▼

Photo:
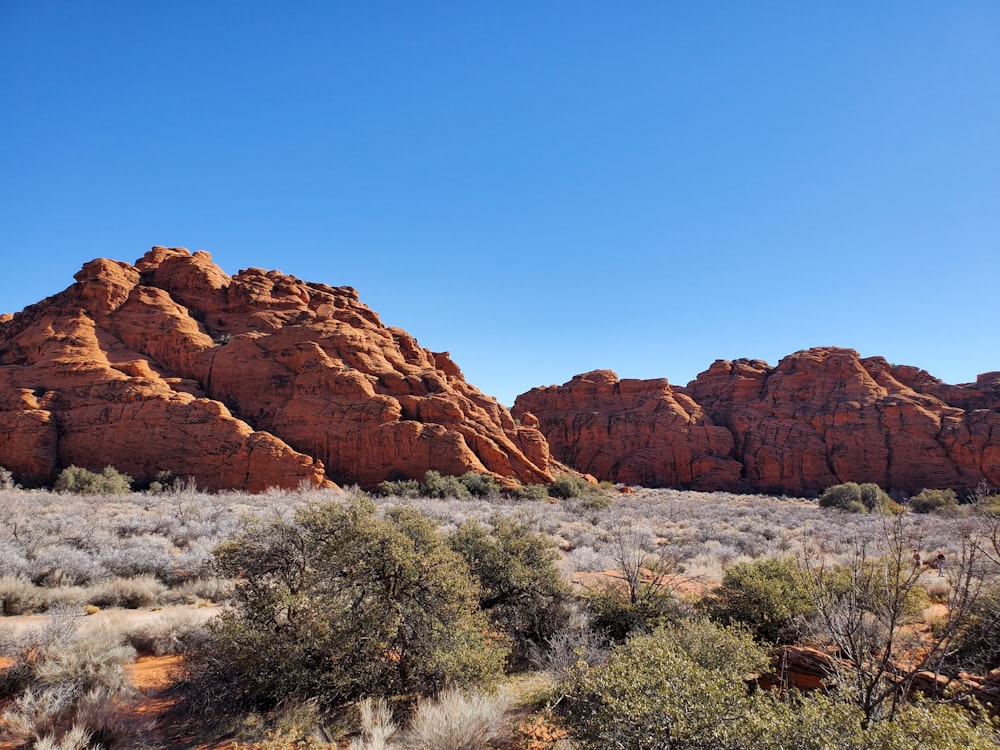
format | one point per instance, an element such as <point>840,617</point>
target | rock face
<point>820,417</point>
<point>248,382</point>
<point>632,431</point>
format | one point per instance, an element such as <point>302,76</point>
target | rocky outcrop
<point>249,381</point>
<point>820,417</point>
<point>632,431</point>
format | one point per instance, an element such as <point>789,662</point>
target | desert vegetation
<point>413,617</point>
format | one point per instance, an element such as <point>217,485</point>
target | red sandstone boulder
<point>631,431</point>
<point>249,381</point>
<point>820,417</point>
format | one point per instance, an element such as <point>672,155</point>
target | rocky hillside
<point>820,417</point>
<point>246,381</point>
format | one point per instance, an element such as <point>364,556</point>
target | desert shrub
<point>128,593</point>
<point>521,589</point>
<point>821,721</point>
<point>846,496</point>
<point>109,481</point>
<point>858,498</point>
<point>61,679</point>
<point>680,687</point>
<point>769,596</point>
<point>618,615</point>
<point>458,720</point>
<point>169,634</point>
<point>480,485</point>
<point>528,492</point>
<point>377,726</point>
<point>436,484</point>
<point>934,501</point>
<point>408,488</point>
<point>978,647</point>
<point>19,596</point>
<point>165,481</point>
<point>568,486</point>
<point>344,604</point>
<point>7,479</point>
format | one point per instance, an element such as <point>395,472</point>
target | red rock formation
<point>820,417</point>
<point>246,382</point>
<point>631,431</point>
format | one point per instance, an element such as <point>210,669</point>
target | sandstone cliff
<point>249,381</point>
<point>820,417</point>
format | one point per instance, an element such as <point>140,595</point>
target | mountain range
<point>263,380</point>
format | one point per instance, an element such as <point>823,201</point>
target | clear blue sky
<point>542,188</point>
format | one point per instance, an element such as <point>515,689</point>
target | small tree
<point>769,596</point>
<point>521,589</point>
<point>864,607</point>
<point>679,687</point>
<point>109,481</point>
<point>344,604</point>
<point>436,484</point>
<point>643,596</point>
<point>933,501</point>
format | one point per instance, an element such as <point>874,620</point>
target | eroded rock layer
<point>246,381</point>
<point>820,417</point>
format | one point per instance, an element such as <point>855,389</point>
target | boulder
<point>246,382</point>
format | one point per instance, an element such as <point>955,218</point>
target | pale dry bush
<point>61,678</point>
<point>377,726</point>
<point>458,720</point>
<point>174,633</point>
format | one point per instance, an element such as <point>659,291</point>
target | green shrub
<point>618,615</point>
<point>109,481</point>
<point>680,687</point>
<point>769,596</point>
<point>528,492</point>
<point>408,488</point>
<point>340,605</point>
<point>480,485</point>
<point>978,647</point>
<point>521,588</point>
<point>934,501</point>
<point>436,484</point>
<point>19,596</point>
<point>568,486</point>
<point>858,498</point>
<point>7,479</point>
<point>846,496</point>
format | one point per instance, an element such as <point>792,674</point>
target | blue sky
<point>541,188</point>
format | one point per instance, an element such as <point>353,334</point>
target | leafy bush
<point>978,648</point>
<point>63,687</point>
<point>858,498</point>
<point>618,615</point>
<point>436,484</point>
<point>7,480</point>
<point>343,604</point>
<point>458,720</point>
<point>769,596</point>
<point>520,587</point>
<point>109,481</point>
<point>934,501</point>
<point>568,486</point>
<point>675,688</point>
<point>128,593</point>
<point>480,485</point>
<point>529,492</point>
<point>409,488</point>
<point>19,596</point>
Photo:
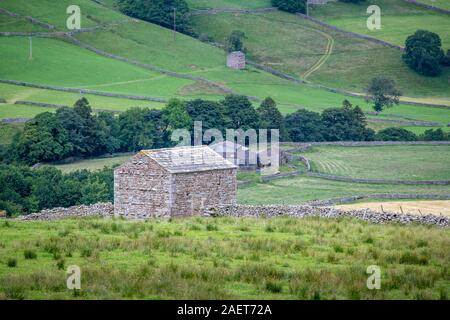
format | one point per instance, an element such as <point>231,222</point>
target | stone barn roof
<point>189,159</point>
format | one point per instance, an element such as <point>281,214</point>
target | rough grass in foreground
<point>223,258</point>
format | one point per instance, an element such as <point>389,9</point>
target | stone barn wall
<point>142,189</point>
<point>194,191</point>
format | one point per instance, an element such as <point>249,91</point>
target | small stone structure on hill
<point>179,181</point>
<point>236,60</point>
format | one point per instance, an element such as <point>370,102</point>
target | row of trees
<point>24,190</point>
<point>424,53</point>
<point>161,12</point>
<point>77,132</point>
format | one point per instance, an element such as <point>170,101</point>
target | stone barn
<point>173,182</point>
<point>236,60</point>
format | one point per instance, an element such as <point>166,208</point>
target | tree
<point>346,124</point>
<point>292,6</point>
<point>423,53</point>
<point>176,116</point>
<point>159,12</point>
<point>382,93</point>
<point>107,133</point>
<point>270,117</point>
<point>210,113</point>
<point>435,135</point>
<point>395,134</point>
<point>137,129</point>
<point>234,41</point>
<point>445,61</point>
<point>304,125</point>
<point>43,139</point>
<point>240,112</point>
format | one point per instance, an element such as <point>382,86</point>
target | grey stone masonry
<point>173,182</point>
<point>236,60</point>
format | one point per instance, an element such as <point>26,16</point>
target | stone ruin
<point>173,182</point>
<point>236,60</point>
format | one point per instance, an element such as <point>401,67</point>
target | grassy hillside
<point>385,162</point>
<point>154,45</point>
<point>291,44</point>
<point>276,258</point>
<point>54,12</point>
<point>13,93</point>
<point>235,4</point>
<point>302,189</point>
<point>399,19</point>
<point>438,4</point>
<point>58,63</point>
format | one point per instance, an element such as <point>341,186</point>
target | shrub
<point>423,53</point>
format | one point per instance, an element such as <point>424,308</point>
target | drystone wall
<point>387,196</point>
<point>302,211</point>
<point>429,7</point>
<point>100,209</point>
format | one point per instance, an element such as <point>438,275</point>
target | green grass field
<point>439,4</point>
<point>383,162</point>
<point>399,19</point>
<point>235,4</point>
<point>142,41</point>
<point>55,12</point>
<point>302,189</point>
<point>222,258</point>
<point>278,40</point>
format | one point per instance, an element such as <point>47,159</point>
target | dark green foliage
<point>395,134</point>
<point>160,12</point>
<point>445,61</point>
<point>210,113</point>
<point>435,135</point>
<point>43,139</point>
<point>346,124</point>
<point>304,125</point>
<point>292,6</point>
<point>241,113</point>
<point>423,53</point>
<point>11,263</point>
<point>382,93</point>
<point>141,129</point>
<point>234,41</point>
<point>270,117</point>
<point>24,190</point>
<point>335,124</point>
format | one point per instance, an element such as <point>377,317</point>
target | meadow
<point>222,258</point>
<point>409,207</point>
<point>438,4</point>
<point>382,162</point>
<point>300,189</point>
<point>55,60</point>
<point>277,39</point>
<point>399,19</point>
<point>235,4</point>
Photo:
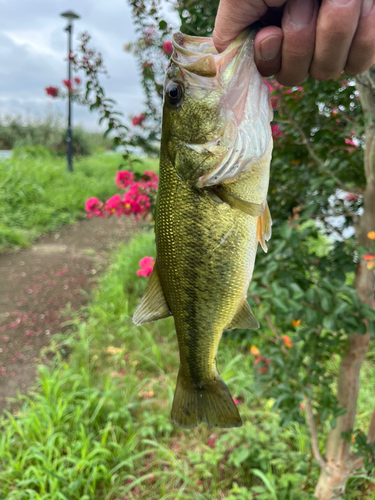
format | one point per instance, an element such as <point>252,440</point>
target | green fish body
<point>211,214</point>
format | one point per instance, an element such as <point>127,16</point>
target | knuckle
<point>323,74</point>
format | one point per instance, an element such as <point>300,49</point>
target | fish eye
<point>174,93</point>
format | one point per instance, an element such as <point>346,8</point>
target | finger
<point>298,25</point>
<point>336,26</point>
<point>235,15</point>
<point>362,51</point>
<point>267,50</point>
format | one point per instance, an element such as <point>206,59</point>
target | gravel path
<point>41,286</point>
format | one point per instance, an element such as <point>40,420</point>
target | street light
<point>69,15</point>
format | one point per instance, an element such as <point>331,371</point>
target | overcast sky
<point>33,49</point>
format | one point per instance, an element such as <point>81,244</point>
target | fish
<point>211,213</point>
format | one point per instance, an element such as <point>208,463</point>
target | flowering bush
<point>52,91</point>
<point>138,200</point>
<point>146,266</point>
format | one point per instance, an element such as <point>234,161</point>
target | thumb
<point>233,16</point>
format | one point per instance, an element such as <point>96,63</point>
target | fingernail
<point>270,48</point>
<point>367,6</point>
<point>340,3</point>
<point>301,12</point>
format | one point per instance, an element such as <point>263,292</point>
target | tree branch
<point>371,430</point>
<point>314,438</point>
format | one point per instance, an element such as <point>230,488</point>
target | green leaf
<point>280,305</point>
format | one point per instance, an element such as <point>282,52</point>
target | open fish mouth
<point>246,136</point>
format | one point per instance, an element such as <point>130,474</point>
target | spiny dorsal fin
<point>264,230</point>
<point>244,318</point>
<point>247,207</point>
<point>153,305</point>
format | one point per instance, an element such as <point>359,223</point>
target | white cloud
<point>34,47</point>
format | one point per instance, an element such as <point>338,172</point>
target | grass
<point>38,194</point>
<point>98,427</point>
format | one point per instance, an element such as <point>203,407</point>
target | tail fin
<point>210,403</point>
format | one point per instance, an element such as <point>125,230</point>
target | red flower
<point>351,197</point>
<point>147,265</point>
<point>94,207</point>
<point>52,91</point>
<point>276,132</point>
<point>211,443</point>
<point>114,205</point>
<point>138,120</point>
<point>68,84</point>
<point>124,179</point>
<point>167,48</point>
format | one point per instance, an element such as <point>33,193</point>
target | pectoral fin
<point>153,305</point>
<point>247,207</point>
<point>244,318</point>
<point>264,230</point>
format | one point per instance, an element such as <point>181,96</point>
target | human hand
<point>317,40</point>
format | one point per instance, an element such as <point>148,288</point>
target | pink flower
<point>138,120</point>
<point>147,265</point>
<point>114,205</point>
<point>351,197</point>
<point>124,179</point>
<point>211,443</point>
<point>167,48</point>
<point>276,132</point>
<point>52,91</point>
<point>94,207</point>
<point>68,84</point>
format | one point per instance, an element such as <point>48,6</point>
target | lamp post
<point>69,15</point>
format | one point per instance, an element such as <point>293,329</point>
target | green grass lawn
<point>98,426</point>
<point>38,194</point>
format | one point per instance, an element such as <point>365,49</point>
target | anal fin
<point>244,318</point>
<point>264,228</point>
<point>249,208</point>
<point>210,402</point>
<point>153,305</point>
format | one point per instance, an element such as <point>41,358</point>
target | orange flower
<point>287,342</point>
<point>254,350</point>
<point>296,322</point>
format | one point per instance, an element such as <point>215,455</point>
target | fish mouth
<point>244,99</point>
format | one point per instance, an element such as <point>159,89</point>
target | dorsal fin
<point>264,228</point>
<point>244,318</point>
<point>153,305</point>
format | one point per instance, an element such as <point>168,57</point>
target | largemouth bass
<point>211,213</point>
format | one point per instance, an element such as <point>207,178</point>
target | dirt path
<point>37,287</point>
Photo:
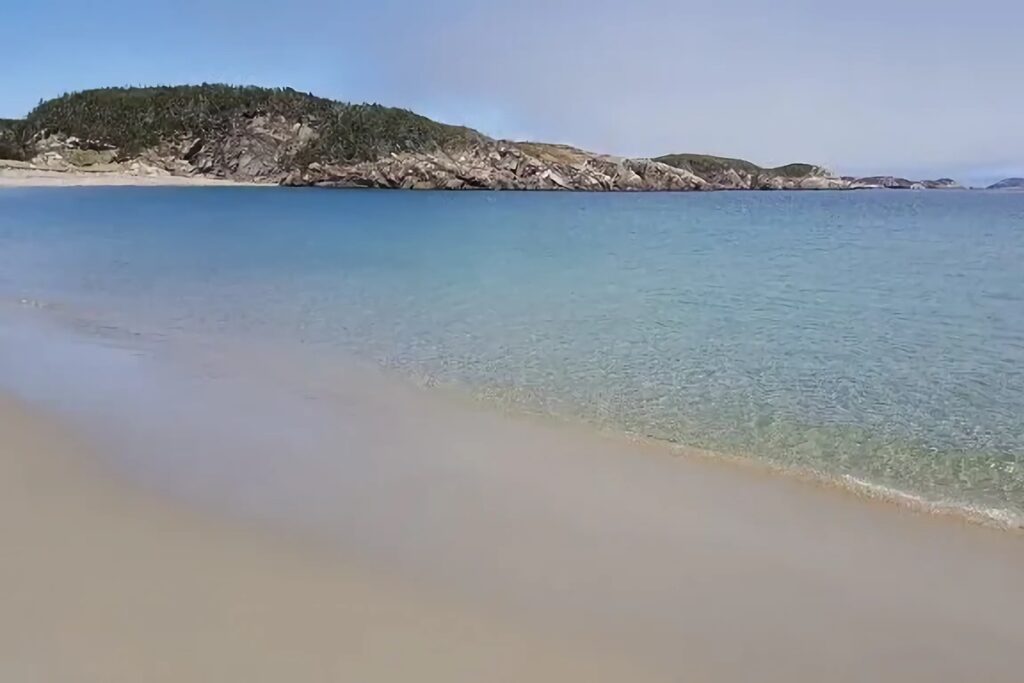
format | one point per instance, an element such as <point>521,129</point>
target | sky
<point>906,87</point>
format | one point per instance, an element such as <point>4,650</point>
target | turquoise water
<point>869,335</point>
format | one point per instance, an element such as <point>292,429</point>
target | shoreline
<point>24,175</point>
<point>107,584</point>
<point>625,563</point>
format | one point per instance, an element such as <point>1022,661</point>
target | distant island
<point>280,135</point>
<point>1009,183</point>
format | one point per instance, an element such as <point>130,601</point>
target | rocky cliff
<point>293,138</point>
<point>1008,183</point>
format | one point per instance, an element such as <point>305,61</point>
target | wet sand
<point>451,539</point>
<point>17,174</point>
<point>101,584</point>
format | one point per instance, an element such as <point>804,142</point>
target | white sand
<point>470,545</point>
<point>13,174</point>
<point>100,584</point>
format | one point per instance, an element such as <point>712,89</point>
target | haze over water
<point>871,335</point>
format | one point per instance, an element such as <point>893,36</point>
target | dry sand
<point>100,584</point>
<point>16,174</point>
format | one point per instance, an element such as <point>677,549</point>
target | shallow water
<point>870,335</point>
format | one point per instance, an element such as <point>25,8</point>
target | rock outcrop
<point>893,182</point>
<point>1008,183</point>
<point>288,137</point>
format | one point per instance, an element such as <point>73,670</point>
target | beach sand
<point>17,174</point>
<point>246,516</point>
<point>101,584</point>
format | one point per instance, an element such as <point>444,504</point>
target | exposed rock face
<point>502,166</point>
<point>893,182</point>
<point>283,136</point>
<point>1009,183</point>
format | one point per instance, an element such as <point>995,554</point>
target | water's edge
<point>47,324</point>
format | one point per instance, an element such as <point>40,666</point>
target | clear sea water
<point>875,336</point>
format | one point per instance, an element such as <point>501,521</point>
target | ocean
<point>870,338</point>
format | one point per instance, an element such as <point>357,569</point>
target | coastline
<point>587,543</point>
<point>24,175</point>
<point>107,584</point>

▲

• **Written task**: Reproduce, unchanged, the stretch of the listing from the line containing "such as <point>444,504</point>" through the end of the listing.

• **Task result**:
format | one point per instance, an element such as <point>444,504</point>
target | exposed rock face
<point>502,166</point>
<point>893,182</point>
<point>283,136</point>
<point>1009,183</point>
format | one point per instance, an element such as <point>995,554</point>
target | water's edge
<point>47,324</point>
format | one point per instance, an element such as <point>40,666</point>
target | clear sea water
<point>875,336</point>
format | one point per instance, an element such as <point>501,521</point>
target | ocean
<point>870,338</point>
format | one point per instance, an element such as <point>357,569</point>
target | coastline
<point>587,543</point>
<point>24,175</point>
<point>107,584</point>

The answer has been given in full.